WHAT TO PRODUCE: Line by line, the entries below are to be reproduced unaltered.

··· RAW DATA ···

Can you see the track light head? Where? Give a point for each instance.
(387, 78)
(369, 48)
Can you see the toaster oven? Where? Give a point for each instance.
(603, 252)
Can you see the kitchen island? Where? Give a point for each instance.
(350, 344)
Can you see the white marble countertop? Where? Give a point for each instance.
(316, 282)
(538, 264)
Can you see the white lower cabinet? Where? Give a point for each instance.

···

TASK ANSWER:
Can you see the track light head? Where? Give a point for each instance.
(387, 78)
(369, 48)
Can you see the toaster oven? Where? Give a point for each instance.
(603, 252)
Can you see the kitchen island? Where? Give a point for each instance.
(350, 344)
Can you see the white marble countertop? Where? Give a point for each instance.
(316, 282)
(538, 264)
Can you see the white lower cabinet? Where? Give a point for each instance.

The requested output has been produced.